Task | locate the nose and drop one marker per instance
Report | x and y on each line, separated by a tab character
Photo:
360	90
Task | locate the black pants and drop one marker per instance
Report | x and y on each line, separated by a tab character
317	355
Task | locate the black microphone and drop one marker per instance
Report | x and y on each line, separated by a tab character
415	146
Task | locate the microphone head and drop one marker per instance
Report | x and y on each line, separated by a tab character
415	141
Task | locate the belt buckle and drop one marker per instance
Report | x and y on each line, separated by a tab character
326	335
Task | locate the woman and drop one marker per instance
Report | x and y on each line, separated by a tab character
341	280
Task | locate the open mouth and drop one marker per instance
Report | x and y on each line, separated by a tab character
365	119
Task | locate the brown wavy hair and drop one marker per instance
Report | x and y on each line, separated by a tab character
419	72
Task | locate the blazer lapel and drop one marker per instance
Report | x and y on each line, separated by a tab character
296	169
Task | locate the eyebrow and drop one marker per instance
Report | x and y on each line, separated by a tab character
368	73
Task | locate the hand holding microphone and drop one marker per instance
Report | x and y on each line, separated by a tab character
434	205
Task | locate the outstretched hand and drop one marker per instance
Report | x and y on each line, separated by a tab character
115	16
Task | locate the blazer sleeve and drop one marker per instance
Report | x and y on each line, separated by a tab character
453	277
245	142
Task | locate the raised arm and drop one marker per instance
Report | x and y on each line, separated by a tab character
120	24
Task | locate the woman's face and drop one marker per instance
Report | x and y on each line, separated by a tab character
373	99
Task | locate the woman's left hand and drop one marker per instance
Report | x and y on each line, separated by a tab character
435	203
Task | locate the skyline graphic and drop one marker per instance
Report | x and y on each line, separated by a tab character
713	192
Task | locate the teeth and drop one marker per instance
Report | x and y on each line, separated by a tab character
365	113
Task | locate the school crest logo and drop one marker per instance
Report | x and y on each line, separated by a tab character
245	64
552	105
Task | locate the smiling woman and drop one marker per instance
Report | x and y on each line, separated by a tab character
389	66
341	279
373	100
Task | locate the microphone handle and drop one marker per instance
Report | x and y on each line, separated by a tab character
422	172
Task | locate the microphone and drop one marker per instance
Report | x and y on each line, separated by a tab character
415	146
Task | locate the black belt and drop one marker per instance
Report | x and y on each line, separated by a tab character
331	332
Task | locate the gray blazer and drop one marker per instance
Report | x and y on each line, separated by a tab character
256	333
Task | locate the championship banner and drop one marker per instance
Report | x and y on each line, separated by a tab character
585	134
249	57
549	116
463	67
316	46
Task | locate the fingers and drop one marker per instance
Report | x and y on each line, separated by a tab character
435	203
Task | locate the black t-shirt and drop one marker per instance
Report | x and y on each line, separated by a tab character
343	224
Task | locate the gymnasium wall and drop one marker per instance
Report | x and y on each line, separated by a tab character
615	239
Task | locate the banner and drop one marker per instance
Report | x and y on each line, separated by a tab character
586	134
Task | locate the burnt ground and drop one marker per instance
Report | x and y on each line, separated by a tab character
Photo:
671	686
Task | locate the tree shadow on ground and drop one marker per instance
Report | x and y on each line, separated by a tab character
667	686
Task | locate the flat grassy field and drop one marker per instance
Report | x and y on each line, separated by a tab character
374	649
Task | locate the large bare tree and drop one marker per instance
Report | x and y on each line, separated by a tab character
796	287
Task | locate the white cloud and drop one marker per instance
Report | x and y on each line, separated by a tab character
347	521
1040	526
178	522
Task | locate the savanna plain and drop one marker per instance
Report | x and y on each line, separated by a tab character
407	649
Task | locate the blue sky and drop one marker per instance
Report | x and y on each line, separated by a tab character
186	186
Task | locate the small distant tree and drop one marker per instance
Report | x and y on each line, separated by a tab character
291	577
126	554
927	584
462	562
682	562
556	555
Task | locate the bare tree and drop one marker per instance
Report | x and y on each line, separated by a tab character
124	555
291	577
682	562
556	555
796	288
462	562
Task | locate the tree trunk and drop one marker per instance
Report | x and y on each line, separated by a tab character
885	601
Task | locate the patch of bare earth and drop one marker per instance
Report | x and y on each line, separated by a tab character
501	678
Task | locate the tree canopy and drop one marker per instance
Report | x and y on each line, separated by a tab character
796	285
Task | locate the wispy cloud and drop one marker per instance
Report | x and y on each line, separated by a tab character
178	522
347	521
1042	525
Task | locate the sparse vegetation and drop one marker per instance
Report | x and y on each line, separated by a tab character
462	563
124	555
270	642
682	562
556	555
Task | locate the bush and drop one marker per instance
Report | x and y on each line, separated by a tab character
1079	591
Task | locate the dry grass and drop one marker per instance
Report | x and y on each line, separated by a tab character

☆ ☆ ☆ ☆ ☆

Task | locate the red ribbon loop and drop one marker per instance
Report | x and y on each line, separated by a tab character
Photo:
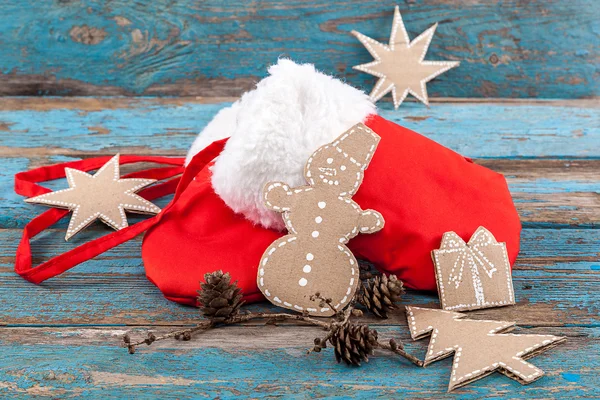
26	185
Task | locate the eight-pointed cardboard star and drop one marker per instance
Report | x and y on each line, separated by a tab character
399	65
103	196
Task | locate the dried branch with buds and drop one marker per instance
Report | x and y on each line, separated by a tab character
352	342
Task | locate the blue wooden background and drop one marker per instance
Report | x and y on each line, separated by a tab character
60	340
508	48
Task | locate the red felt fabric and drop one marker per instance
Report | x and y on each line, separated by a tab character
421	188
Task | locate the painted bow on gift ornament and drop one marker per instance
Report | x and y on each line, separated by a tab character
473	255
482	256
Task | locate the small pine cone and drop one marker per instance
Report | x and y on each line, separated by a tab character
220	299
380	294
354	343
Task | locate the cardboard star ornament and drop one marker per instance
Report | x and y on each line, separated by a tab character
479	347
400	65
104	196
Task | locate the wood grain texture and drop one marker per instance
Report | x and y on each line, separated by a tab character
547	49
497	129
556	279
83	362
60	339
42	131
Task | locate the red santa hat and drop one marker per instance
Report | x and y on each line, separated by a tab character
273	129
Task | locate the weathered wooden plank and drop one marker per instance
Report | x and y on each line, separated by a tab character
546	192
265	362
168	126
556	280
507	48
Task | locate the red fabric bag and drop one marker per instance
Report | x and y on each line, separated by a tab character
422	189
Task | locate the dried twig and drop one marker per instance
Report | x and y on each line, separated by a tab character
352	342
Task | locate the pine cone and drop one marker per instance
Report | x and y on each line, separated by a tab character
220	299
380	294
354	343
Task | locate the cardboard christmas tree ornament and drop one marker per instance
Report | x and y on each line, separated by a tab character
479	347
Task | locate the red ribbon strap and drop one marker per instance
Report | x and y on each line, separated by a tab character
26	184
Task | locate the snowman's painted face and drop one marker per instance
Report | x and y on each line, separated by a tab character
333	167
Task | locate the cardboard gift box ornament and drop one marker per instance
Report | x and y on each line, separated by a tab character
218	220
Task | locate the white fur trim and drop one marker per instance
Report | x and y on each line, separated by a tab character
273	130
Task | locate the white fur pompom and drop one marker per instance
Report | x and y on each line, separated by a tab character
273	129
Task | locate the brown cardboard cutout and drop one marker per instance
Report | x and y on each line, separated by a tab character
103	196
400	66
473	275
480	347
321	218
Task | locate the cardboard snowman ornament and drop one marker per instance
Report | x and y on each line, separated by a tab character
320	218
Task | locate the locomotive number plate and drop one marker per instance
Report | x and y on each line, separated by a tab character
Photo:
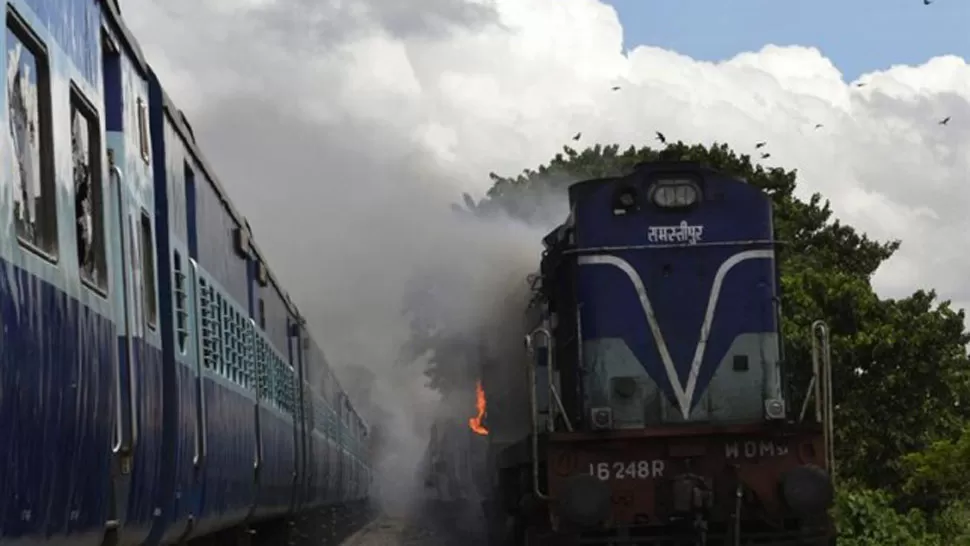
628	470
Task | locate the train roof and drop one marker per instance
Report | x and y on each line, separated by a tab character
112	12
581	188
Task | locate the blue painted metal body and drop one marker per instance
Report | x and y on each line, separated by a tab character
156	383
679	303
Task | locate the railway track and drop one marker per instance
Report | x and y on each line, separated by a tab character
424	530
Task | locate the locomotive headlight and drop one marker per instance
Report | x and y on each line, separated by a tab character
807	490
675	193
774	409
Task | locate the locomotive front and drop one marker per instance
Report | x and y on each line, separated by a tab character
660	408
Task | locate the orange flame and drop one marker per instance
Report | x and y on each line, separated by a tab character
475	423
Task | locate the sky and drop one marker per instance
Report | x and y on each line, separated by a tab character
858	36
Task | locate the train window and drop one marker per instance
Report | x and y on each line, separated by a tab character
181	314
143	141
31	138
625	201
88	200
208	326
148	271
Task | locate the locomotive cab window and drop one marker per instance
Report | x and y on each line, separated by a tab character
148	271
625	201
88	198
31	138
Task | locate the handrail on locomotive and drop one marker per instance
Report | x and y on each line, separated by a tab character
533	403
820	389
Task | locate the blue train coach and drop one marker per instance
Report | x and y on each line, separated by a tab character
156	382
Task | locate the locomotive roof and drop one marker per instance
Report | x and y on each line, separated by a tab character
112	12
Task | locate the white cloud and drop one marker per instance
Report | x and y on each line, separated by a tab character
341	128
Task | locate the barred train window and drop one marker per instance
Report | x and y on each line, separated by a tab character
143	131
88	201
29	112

☆ ☆ ☆ ☆ ☆

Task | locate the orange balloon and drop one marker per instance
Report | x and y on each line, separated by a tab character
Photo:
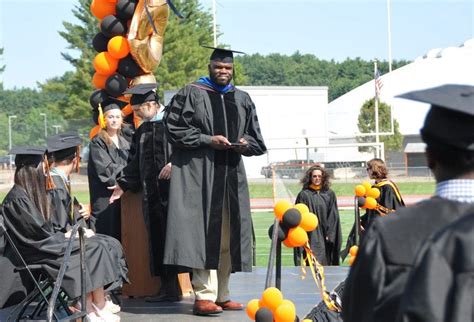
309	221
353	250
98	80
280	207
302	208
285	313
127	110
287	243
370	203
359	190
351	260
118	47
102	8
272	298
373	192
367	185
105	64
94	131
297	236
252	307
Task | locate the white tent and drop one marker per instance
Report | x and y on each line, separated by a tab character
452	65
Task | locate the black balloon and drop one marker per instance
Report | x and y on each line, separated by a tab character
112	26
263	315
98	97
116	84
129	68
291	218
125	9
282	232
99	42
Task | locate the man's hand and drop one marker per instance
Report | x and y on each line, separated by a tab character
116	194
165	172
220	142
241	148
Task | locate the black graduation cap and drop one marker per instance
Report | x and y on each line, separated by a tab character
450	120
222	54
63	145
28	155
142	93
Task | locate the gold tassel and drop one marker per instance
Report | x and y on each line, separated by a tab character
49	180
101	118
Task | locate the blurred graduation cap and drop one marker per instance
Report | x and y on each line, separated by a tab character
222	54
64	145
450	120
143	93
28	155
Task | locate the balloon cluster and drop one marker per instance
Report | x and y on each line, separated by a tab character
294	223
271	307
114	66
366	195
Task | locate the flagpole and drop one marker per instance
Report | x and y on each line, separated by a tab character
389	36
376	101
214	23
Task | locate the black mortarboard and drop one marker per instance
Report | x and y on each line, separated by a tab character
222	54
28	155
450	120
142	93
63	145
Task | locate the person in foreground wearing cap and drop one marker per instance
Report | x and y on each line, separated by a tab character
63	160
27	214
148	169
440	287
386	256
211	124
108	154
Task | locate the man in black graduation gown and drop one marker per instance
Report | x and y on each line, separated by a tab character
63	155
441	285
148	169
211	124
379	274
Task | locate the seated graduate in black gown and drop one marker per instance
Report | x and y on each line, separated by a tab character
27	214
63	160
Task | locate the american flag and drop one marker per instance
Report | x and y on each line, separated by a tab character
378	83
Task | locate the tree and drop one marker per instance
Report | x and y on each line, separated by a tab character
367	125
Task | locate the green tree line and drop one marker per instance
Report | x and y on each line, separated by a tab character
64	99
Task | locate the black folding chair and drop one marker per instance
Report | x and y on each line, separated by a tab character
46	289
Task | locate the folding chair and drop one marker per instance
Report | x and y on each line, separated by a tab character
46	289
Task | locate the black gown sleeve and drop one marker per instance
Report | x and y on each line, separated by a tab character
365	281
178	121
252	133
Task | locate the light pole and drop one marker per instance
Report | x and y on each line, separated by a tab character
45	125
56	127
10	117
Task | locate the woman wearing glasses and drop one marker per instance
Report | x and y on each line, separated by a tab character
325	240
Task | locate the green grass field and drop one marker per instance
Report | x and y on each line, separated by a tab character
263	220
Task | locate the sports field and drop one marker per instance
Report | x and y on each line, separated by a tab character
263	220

☆ ☆ ☆ ☆ ☆

• **The problem**
Scan the listing above for the line that has "Task | locate the weathered", then copy exactly from that line through the line that has "Task | locate the snowman's".

• **Exercise response**
Task | locate the weathered wooden plank and drop one marker per instance
Report | x and y on each line, separated by a tab character
546	192
265	362
168	126
556	280
507	48
Task | locate the red fabric bag and drop one marker per instance
Report | x and y on each line, separated by a tab character
422	189
Task | locate the dried twig and drop one marker per instance
Report | x and y on each line, separated by a tab character
352	342
Task | locate the pine cone and drop one marker per instance
Report | x and y on each line, separated by a tab character
220	299
380	294
354	343
Task | locate the cardboard christmas tree ornament and drop one marker per instance
Report | x and y on each line, separated by a tab character
479	347
Task | locate the red ribbon strap and drop one marker per instance
Report | x and y on each line, separated by a tab character
26	184
Task | locate the snowman's painted face and drop one marker per instance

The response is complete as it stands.